Stored items
+++++

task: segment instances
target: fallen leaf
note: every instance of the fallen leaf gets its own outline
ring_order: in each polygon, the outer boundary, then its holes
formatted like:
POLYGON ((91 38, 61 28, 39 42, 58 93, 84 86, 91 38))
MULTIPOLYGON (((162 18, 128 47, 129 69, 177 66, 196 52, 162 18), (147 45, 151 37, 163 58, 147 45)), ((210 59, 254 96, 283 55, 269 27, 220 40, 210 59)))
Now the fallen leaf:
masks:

+++++

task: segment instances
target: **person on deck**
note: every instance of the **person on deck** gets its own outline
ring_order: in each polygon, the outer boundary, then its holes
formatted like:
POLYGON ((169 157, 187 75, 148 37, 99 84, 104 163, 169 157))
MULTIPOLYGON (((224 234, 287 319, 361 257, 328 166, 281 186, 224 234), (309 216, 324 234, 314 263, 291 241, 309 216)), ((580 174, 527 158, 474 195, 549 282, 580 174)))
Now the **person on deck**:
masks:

+++++

■ **TASK INSTRUCTIONS**
How many lines of the records above contain the word "fallen"? Reply with the number alone.

■ **SOLUTION TO THE EXERCISE**
3